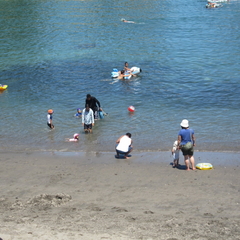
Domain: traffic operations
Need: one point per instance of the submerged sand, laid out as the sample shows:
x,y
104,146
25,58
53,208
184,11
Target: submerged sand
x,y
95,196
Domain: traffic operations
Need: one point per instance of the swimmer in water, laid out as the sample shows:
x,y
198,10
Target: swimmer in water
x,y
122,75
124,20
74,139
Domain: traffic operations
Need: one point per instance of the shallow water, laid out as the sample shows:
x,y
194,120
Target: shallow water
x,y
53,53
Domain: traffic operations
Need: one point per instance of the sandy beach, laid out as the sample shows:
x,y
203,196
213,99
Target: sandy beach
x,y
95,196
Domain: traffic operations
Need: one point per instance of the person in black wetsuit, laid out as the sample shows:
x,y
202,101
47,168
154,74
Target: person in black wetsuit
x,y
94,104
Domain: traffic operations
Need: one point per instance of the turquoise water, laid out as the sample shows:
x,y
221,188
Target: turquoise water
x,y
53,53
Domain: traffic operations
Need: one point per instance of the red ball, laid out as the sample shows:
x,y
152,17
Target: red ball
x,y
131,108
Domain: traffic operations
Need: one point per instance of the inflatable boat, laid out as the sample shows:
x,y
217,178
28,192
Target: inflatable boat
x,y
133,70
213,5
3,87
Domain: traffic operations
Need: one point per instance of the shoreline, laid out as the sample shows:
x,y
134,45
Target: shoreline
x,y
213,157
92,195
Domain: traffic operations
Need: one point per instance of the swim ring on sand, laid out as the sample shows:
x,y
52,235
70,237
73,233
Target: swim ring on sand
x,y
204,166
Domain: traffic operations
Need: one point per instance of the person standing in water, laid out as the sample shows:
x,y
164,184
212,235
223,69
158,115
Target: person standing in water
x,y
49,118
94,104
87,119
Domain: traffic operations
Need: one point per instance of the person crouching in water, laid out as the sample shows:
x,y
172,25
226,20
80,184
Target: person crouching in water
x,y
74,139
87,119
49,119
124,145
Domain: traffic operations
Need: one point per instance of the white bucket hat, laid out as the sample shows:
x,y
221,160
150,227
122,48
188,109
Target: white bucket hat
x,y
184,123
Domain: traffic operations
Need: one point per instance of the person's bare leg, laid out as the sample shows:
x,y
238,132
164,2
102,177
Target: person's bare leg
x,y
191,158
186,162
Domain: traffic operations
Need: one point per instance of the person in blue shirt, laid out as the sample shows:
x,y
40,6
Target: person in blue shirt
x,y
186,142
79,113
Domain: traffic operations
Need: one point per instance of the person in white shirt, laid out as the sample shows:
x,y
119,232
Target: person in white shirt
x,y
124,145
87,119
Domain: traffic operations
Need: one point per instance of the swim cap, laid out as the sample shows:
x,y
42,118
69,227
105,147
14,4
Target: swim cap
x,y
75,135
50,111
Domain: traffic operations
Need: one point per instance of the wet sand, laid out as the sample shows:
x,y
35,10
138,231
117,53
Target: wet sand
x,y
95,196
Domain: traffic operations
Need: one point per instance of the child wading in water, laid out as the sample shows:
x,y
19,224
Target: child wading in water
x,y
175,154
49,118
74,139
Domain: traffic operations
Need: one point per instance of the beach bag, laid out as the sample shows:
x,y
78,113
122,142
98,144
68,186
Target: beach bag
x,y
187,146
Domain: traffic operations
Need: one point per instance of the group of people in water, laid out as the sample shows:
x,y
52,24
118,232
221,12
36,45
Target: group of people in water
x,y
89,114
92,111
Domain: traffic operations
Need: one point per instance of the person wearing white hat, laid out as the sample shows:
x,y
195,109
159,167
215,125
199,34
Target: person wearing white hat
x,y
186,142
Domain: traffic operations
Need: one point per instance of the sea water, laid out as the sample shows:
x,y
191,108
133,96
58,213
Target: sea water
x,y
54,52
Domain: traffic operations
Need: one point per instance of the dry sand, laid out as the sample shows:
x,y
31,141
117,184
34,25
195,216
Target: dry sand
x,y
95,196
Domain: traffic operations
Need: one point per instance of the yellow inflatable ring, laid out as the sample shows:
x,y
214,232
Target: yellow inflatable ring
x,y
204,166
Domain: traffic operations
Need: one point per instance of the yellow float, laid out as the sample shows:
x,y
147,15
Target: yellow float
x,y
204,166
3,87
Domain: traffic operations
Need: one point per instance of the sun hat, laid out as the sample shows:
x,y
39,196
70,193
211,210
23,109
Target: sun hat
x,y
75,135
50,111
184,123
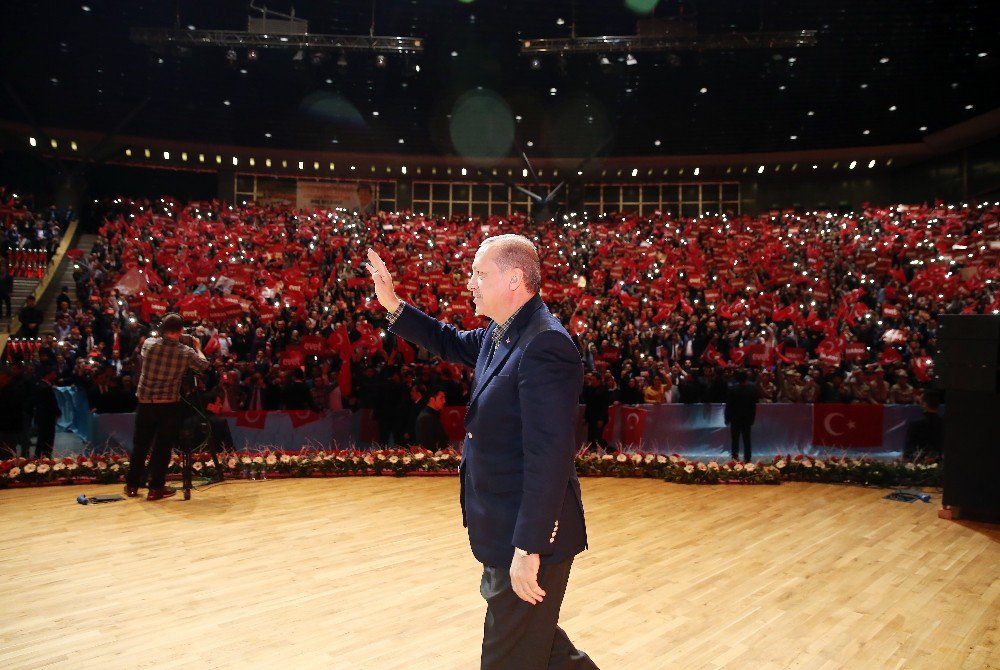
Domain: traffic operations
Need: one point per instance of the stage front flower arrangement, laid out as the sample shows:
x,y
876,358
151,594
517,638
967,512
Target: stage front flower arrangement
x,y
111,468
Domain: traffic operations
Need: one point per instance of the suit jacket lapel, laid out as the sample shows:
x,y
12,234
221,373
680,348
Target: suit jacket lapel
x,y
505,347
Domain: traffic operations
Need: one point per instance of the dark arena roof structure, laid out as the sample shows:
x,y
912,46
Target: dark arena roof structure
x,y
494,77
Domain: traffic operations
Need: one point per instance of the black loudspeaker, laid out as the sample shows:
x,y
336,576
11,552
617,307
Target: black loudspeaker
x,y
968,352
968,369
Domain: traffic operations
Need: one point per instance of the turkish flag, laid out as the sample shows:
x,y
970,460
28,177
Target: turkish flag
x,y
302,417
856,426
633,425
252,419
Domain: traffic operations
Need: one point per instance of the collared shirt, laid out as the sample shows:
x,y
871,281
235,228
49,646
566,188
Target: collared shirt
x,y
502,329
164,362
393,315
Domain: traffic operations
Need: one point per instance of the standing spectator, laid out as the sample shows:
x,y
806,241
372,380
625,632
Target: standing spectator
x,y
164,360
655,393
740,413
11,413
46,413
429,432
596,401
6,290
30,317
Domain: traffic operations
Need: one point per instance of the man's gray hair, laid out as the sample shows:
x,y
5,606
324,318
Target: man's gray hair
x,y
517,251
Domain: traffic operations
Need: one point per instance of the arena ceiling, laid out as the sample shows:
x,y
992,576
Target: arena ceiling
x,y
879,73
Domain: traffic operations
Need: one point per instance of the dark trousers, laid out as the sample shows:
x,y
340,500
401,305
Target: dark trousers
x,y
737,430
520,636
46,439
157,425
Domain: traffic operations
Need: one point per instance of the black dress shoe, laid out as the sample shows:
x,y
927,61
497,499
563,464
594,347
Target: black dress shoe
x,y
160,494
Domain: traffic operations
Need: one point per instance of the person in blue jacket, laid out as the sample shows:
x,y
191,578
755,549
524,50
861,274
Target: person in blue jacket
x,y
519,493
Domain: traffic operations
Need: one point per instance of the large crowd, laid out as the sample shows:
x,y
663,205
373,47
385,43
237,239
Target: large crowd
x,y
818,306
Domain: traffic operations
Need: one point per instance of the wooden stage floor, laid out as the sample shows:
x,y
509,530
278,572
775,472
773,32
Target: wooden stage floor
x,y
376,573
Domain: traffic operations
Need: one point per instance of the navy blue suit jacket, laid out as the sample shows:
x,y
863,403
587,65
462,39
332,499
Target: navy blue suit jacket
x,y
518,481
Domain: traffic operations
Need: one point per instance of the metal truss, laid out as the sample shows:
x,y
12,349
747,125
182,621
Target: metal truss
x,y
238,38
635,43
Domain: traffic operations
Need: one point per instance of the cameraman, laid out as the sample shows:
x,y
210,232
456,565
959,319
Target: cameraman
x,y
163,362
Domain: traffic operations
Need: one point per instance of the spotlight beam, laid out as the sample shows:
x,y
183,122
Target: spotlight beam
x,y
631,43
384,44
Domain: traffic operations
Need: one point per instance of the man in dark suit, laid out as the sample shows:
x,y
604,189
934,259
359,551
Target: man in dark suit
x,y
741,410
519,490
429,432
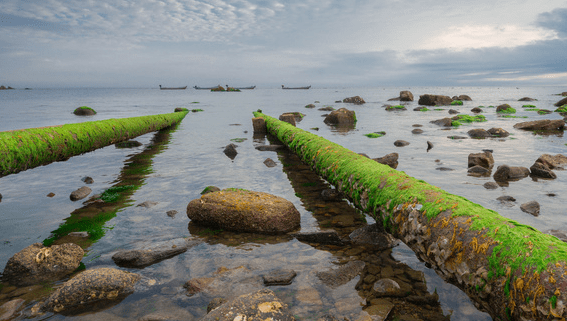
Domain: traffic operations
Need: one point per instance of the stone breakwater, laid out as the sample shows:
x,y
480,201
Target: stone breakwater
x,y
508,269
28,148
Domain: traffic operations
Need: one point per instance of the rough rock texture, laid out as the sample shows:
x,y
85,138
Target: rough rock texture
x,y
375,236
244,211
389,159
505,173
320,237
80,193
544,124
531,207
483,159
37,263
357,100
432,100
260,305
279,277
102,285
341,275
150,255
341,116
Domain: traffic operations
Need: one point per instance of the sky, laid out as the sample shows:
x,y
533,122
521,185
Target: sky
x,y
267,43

» What is required
How many lines in the records above contain the string "yellow"? Matching is case-sensitive. State only the number.

» In response
4